Aim of the exercise = Only the lines from the one containing "One point goes on every instance of the handshake" through the end of the records should be retyped, exactly and including both ends; pictures stay out.

○ ○ ○ ○

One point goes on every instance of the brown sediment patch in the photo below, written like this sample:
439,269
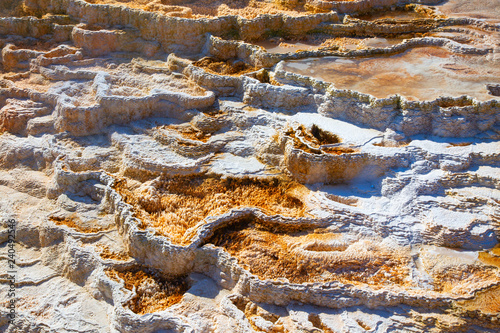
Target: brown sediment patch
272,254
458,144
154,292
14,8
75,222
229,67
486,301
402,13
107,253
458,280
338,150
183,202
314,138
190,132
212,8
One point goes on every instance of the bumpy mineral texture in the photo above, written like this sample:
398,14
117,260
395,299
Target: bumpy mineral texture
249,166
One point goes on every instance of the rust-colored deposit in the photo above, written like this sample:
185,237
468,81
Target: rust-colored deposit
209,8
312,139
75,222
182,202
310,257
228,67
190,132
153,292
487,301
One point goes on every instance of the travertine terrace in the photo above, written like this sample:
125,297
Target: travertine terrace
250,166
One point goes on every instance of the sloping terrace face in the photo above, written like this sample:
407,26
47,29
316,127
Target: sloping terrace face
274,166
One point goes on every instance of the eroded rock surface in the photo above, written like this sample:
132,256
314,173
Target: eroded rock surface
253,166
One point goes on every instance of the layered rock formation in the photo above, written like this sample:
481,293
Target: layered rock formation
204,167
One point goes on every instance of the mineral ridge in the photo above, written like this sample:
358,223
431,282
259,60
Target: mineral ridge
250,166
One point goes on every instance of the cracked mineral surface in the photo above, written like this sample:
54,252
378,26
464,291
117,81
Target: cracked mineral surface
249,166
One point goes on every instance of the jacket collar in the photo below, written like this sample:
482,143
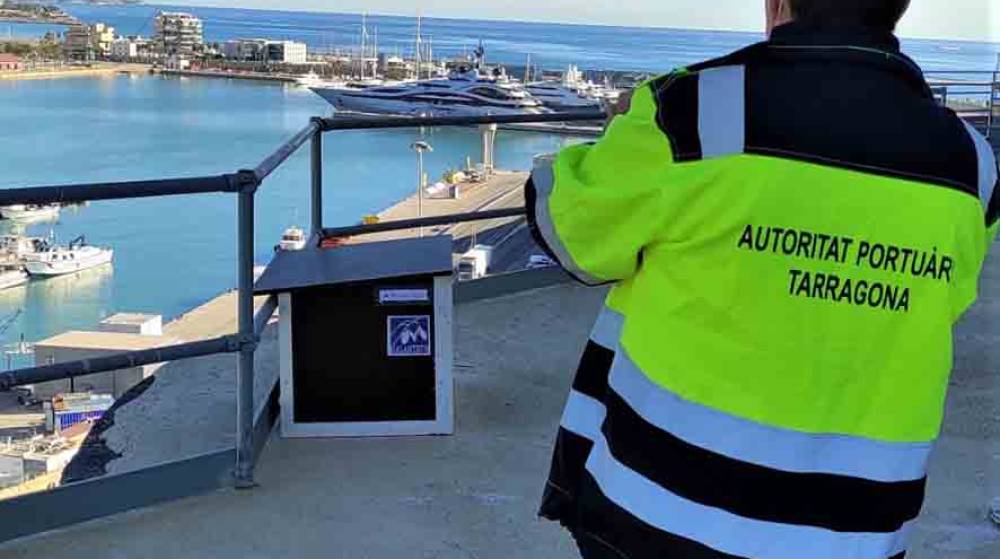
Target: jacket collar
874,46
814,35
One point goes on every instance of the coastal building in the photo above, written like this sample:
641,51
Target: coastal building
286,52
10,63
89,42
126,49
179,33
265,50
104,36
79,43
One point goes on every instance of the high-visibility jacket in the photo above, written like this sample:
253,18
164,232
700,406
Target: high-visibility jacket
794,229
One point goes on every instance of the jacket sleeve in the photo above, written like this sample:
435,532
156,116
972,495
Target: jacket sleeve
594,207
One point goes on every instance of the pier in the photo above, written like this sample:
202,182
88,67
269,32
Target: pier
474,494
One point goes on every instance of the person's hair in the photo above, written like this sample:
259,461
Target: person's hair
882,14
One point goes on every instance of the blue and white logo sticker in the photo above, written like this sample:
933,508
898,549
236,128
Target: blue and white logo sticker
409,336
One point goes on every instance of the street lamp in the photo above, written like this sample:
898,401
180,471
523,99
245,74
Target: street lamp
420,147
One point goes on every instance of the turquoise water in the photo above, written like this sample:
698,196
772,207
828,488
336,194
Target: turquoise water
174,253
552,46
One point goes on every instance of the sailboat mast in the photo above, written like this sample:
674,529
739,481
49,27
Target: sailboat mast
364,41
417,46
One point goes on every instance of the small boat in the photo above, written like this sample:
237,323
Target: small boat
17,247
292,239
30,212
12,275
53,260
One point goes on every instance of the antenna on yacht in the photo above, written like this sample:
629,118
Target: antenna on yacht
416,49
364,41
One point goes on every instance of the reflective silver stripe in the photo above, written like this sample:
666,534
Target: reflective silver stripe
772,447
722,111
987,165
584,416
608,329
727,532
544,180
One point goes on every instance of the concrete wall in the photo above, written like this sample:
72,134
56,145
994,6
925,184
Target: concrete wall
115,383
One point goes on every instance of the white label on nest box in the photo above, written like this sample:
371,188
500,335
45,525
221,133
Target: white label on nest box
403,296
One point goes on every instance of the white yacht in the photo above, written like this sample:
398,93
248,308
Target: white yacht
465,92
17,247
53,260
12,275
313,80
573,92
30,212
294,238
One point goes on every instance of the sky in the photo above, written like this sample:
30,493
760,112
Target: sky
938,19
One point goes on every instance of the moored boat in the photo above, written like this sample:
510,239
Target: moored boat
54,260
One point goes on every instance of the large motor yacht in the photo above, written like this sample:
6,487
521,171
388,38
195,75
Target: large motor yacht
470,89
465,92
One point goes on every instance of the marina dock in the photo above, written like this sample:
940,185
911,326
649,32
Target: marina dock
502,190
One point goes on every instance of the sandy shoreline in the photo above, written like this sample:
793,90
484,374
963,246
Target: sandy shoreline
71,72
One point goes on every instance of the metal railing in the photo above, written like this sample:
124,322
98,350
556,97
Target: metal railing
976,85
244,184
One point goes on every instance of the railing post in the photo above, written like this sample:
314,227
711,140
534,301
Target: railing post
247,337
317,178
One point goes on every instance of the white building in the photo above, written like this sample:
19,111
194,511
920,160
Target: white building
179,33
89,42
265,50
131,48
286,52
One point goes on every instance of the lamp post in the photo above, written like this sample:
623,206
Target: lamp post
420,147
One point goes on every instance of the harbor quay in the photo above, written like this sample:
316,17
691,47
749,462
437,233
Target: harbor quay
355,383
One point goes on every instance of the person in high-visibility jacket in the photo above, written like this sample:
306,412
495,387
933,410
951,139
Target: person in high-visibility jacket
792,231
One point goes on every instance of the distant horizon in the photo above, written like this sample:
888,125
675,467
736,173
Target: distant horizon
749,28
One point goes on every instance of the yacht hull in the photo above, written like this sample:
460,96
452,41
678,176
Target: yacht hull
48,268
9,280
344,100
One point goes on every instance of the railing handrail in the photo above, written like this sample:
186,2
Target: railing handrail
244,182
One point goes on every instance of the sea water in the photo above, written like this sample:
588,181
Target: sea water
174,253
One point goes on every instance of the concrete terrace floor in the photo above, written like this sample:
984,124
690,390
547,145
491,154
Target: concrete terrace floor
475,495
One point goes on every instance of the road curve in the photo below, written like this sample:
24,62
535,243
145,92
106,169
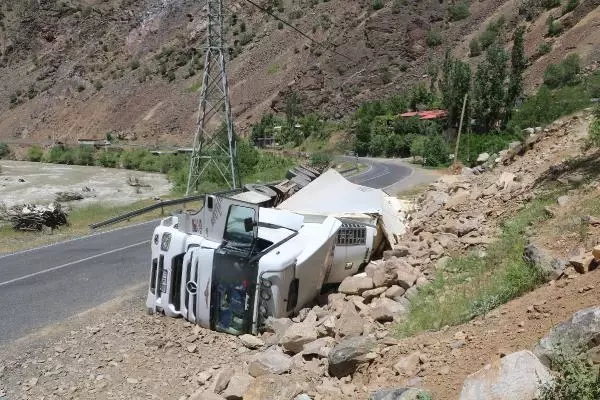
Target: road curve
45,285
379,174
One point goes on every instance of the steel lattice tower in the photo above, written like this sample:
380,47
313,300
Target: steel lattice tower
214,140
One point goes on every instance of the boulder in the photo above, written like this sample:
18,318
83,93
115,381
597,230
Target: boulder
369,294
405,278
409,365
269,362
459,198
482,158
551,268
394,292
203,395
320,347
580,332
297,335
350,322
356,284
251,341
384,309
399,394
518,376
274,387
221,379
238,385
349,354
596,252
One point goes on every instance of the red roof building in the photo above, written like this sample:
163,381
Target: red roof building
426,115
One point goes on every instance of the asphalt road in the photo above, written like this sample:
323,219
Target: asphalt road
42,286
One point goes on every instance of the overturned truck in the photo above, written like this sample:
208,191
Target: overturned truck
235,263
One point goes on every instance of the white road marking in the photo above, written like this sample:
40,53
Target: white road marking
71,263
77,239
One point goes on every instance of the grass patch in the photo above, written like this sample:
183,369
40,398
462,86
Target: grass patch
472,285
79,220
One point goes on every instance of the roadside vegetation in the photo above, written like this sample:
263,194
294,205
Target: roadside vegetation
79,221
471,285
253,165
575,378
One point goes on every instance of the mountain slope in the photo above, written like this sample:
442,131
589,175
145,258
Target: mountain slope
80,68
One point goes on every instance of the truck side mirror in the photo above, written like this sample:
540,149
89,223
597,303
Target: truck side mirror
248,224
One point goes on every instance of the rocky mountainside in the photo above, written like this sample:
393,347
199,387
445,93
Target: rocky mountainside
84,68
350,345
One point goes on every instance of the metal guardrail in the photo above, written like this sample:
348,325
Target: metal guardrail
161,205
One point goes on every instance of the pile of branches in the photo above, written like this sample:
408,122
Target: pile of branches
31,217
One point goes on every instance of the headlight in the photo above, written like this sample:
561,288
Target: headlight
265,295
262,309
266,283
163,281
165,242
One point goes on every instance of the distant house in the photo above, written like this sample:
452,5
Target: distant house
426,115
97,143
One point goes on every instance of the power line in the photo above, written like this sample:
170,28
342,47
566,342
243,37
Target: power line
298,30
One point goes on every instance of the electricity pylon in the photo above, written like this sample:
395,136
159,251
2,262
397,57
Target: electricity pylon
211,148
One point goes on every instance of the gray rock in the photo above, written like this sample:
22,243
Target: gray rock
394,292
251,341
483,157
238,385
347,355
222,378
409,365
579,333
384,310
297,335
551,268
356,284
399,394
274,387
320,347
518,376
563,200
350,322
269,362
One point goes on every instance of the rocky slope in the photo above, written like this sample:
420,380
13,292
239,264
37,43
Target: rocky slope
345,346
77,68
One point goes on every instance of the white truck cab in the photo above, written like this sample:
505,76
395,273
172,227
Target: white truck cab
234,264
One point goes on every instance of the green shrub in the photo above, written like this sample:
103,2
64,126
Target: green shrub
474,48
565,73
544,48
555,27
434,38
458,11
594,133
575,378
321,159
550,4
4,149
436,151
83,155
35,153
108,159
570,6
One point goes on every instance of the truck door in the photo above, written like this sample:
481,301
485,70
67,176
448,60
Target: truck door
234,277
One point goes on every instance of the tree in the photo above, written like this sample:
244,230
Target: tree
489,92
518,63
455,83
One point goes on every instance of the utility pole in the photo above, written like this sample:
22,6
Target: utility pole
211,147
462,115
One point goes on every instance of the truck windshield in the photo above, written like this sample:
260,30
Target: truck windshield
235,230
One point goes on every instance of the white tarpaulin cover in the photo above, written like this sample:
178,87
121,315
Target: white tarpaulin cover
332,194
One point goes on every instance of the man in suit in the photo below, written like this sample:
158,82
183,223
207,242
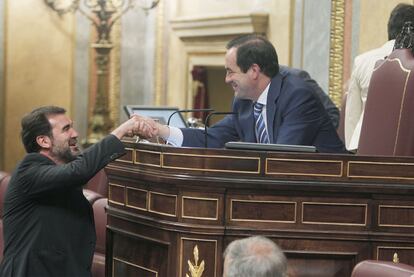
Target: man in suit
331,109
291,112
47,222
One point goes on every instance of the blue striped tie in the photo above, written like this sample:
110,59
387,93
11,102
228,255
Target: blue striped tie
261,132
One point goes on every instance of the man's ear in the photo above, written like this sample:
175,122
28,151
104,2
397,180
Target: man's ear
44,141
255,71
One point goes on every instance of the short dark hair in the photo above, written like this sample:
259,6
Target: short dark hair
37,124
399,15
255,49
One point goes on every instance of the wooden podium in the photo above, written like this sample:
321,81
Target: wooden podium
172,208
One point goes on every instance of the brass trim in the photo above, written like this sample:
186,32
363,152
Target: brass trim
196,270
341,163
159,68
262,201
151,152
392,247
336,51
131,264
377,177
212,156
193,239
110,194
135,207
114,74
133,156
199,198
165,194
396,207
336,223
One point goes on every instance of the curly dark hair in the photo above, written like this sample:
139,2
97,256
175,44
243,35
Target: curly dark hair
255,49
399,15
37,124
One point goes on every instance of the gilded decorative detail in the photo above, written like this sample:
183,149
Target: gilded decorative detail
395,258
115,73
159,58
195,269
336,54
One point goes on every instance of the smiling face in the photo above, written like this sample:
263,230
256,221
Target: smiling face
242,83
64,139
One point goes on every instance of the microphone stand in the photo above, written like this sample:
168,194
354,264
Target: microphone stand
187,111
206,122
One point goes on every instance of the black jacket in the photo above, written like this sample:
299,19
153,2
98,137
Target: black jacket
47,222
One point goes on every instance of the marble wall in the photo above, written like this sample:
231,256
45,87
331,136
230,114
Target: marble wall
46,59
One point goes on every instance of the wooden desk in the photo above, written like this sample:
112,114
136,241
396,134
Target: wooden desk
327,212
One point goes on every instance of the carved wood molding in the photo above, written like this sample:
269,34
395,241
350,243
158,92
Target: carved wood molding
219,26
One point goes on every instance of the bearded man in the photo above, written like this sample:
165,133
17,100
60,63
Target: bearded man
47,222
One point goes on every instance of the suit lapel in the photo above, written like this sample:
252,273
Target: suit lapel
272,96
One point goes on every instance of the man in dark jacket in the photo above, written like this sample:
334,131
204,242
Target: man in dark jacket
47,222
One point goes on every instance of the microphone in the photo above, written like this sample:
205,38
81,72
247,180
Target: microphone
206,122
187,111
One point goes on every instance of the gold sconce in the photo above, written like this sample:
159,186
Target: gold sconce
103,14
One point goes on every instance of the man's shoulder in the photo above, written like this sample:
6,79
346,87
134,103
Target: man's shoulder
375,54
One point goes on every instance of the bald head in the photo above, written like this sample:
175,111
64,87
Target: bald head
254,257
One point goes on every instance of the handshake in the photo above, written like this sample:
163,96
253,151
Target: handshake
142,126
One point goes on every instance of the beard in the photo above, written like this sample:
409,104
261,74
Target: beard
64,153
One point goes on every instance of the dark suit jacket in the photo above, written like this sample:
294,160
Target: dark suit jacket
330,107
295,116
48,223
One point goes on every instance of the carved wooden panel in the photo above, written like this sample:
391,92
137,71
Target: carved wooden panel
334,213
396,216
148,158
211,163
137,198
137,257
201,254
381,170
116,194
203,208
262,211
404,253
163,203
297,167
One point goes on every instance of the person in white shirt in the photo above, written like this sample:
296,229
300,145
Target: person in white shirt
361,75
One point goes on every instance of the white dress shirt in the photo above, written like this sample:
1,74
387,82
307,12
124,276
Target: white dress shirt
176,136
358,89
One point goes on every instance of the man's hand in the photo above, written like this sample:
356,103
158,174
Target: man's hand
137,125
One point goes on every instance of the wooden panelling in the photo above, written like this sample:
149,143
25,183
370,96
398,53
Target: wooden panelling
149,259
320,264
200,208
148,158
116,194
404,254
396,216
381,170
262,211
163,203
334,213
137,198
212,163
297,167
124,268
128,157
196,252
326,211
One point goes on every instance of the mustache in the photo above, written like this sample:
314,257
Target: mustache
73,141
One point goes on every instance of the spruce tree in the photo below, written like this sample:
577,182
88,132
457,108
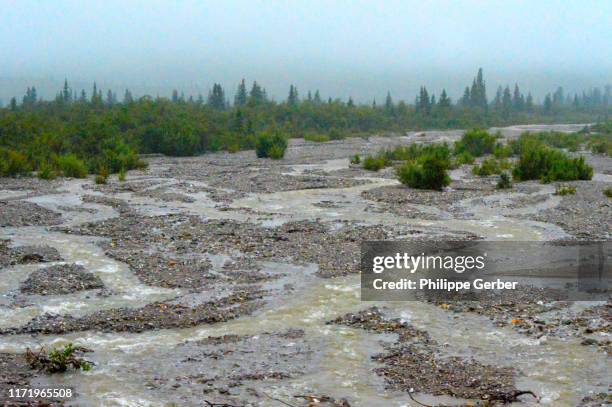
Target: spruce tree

○ ○ ○ ○

The reply =
One point goes on every instance of the handshake in the photo above, written like this sample:
163,96
253,151
Target: handshake
142,126
One point goes on every instance of the beard in the photo above, written like this sample:
409,104
261,74
Target: beard
64,153
One point goes on every instance of the dark suit jacket in the photo above, written like this sample:
294,160
Target: dark suit jacket
330,107
295,116
48,223
One point goes on every instance of the carved wooden panel in the photo above, written like this sample:
391,92
137,71
Target: carved wooden panel
334,213
396,216
148,158
211,163
137,198
137,257
201,254
381,170
116,194
203,208
262,211
404,253
163,203
297,167
One point goes on every instance of the person in white shirt in the photo above, written like this sample:
296,229
300,145
Target: person in white shirt
361,75
One point goes on every instance of the white dress shirt in the photo above, written like this sample:
1,74
387,82
307,12
124,276
Target: white dress shirt
176,136
358,89
One point goes on every instance of the man's hand in the photo above, written like this sample:
356,103
158,174
Target: man's hand
137,125
One point goes on every instance of the wooden panelling in the photo above, written like this sample:
149,143
25,183
370,96
398,53
Target: wooden panelling
149,259
320,264
200,208
148,158
116,194
404,254
396,216
381,170
262,211
163,203
334,213
137,198
212,163
297,167
124,268
128,157
196,252
326,211
One point goes on every instance of the mustache in the photo above, written like this sample:
314,257
Target: mustache
73,141
One point goes on every instance of the spruce tree in the photo below, written like this sample:
577,182
88,132
457,108
Target: spruce tree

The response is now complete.